▶ _DIRECTIONS_
Copy out every one of the records below line for line, without changing a single character.

▶ _TASK INPUT_
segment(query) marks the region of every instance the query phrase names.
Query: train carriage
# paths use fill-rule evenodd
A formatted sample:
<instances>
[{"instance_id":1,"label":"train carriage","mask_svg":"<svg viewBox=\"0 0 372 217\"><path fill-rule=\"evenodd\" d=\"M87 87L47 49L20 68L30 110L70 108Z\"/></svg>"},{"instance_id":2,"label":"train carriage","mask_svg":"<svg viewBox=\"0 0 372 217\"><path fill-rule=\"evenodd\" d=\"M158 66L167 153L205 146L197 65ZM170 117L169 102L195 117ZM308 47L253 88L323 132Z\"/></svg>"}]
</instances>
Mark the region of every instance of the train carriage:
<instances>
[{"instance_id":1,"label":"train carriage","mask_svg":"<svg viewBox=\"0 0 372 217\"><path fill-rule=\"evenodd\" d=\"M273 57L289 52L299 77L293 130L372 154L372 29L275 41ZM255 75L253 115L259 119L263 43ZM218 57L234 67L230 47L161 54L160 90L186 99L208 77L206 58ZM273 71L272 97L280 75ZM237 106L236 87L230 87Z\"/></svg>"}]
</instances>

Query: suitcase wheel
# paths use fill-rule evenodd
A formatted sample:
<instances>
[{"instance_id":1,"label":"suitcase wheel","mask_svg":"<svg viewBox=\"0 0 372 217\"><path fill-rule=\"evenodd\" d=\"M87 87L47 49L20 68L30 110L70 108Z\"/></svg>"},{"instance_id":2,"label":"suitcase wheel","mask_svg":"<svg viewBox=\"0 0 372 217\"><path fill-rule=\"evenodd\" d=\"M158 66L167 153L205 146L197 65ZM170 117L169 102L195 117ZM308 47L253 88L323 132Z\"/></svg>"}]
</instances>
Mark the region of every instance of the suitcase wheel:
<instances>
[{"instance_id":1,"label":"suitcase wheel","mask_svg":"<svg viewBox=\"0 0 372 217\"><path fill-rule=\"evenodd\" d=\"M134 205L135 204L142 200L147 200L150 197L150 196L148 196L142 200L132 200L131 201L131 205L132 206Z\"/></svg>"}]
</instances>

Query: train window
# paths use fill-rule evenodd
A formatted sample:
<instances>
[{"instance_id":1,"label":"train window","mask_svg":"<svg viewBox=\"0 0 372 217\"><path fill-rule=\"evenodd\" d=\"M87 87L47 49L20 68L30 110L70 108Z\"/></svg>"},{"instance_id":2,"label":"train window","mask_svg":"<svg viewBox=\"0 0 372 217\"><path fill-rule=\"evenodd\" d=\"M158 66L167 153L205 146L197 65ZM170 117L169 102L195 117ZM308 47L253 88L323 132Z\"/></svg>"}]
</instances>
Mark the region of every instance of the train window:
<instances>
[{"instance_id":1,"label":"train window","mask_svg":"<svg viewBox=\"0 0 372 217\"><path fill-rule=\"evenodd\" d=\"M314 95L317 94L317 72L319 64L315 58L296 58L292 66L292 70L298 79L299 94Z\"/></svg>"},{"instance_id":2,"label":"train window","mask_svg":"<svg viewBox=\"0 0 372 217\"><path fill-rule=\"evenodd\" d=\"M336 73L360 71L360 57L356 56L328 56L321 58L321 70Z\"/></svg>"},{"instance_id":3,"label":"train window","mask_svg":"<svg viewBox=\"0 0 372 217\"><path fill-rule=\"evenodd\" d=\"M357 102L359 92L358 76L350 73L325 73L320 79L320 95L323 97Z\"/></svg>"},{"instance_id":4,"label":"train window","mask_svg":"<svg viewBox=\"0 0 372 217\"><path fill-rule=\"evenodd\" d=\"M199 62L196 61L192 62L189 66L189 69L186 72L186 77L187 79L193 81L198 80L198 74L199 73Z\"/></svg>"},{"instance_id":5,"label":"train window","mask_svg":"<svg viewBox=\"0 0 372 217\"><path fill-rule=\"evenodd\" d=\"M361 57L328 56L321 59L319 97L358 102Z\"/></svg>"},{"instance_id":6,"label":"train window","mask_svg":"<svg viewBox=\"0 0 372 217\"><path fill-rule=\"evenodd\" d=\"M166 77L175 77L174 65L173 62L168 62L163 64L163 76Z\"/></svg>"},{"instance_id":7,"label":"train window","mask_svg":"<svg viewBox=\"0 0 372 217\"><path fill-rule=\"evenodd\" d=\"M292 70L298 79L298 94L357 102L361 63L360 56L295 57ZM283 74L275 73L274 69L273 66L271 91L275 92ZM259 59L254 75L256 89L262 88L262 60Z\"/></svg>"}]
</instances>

▶ _RESPONSE_
segment(query) marks the region of every instance the query phrase names.
Query: train carriage
# paths use fill-rule evenodd
A formatted sample:
<instances>
[{"instance_id":1,"label":"train carriage","mask_svg":"<svg viewBox=\"0 0 372 217\"><path fill-rule=\"evenodd\" d=\"M87 87L47 49L20 68L30 110L70 108Z\"/></svg>"},{"instance_id":2,"label":"train carriage","mask_svg":"<svg viewBox=\"0 0 372 217\"><path fill-rule=\"evenodd\" d=\"M158 66L167 153L205 146L197 65ZM170 117L169 102L195 117ZM308 47L253 88L323 132Z\"/></svg>"}]
</instances>
Mark the region of every instance of the train carriage:
<instances>
[{"instance_id":1,"label":"train carriage","mask_svg":"<svg viewBox=\"0 0 372 217\"><path fill-rule=\"evenodd\" d=\"M273 57L289 52L299 77L293 130L372 154L372 29L275 41ZM255 75L253 115L259 119L263 43ZM218 57L234 67L230 47L161 54L160 90L186 99L208 77L206 58ZM273 71L272 97L280 75ZM237 106L236 87L230 87Z\"/></svg>"}]
</instances>

Query: suitcase wheel
# paths use fill-rule evenodd
A formatted sample:
<instances>
[{"instance_id":1,"label":"suitcase wheel","mask_svg":"<svg viewBox=\"0 0 372 217\"><path fill-rule=\"evenodd\" d=\"M87 87L47 49L20 68L30 110L70 108Z\"/></svg>"},{"instance_id":2,"label":"suitcase wheel","mask_svg":"<svg viewBox=\"0 0 372 217\"><path fill-rule=\"evenodd\" d=\"M158 66L167 153L205 146L197 65ZM170 117L169 102L195 117ZM308 47L253 88L323 132Z\"/></svg>"}]
</instances>
Mark the region of every instance of the suitcase wheel:
<instances>
[{"instance_id":1,"label":"suitcase wheel","mask_svg":"<svg viewBox=\"0 0 372 217\"><path fill-rule=\"evenodd\" d=\"M134 205L135 204L142 200L147 200L150 197L150 196L148 196L142 200L132 200L131 201L131 205L132 206Z\"/></svg>"}]
</instances>

Query: train window
# paths use fill-rule evenodd
A formatted sample:
<instances>
[{"instance_id":1,"label":"train window","mask_svg":"<svg viewBox=\"0 0 372 217\"><path fill-rule=\"evenodd\" d=\"M87 87L47 49L20 68L30 110L70 108Z\"/></svg>"},{"instance_id":2,"label":"train window","mask_svg":"<svg viewBox=\"0 0 372 217\"><path fill-rule=\"evenodd\" d=\"M158 66L167 153L205 146L197 65ZM170 117L169 102L195 117ZM308 47L253 88L323 132Z\"/></svg>"}]
</instances>
Mark the region of every instance of the train window:
<instances>
[{"instance_id":1,"label":"train window","mask_svg":"<svg viewBox=\"0 0 372 217\"><path fill-rule=\"evenodd\" d=\"M314 95L317 94L317 72L319 64L315 58L296 58L292 66L292 70L298 79L299 94Z\"/></svg>"},{"instance_id":2,"label":"train window","mask_svg":"<svg viewBox=\"0 0 372 217\"><path fill-rule=\"evenodd\" d=\"M336 73L360 71L360 57L356 56L328 56L321 58L321 70Z\"/></svg>"},{"instance_id":3,"label":"train window","mask_svg":"<svg viewBox=\"0 0 372 217\"><path fill-rule=\"evenodd\" d=\"M357 102L359 92L358 76L350 73L325 73L320 79L320 95L323 97Z\"/></svg>"},{"instance_id":4,"label":"train window","mask_svg":"<svg viewBox=\"0 0 372 217\"><path fill-rule=\"evenodd\" d=\"M199 62L196 61L192 62L189 66L189 69L186 72L186 77L187 79L193 81L198 80L198 74L199 73Z\"/></svg>"},{"instance_id":5,"label":"train window","mask_svg":"<svg viewBox=\"0 0 372 217\"><path fill-rule=\"evenodd\" d=\"M361 57L328 56L321 59L319 97L358 102Z\"/></svg>"},{"instance_id":6,"label":"train window","mask_svg":"<svg viewBox=\"0 0 372 217\"><path fill-rule=\"evenodd\" d=\"M166 77L175 77L174 65L173 62L168 62L163 64L163 76Z\"/></svg>"},{"instance_id":7,"label":"train window","mask_svg":"<svg viewBox=\"0 0 372 217\"><path fill-rule=\"evenodd\" d=\"M292 70L298 79L298 94L357 102L361 63L360 56L295 57ZM283 74L275 73L274 69L273 66L271 91L275 92ZM259 59L254 75L256 89L262 88L262 60Z\"/></svg>"}]
</instances>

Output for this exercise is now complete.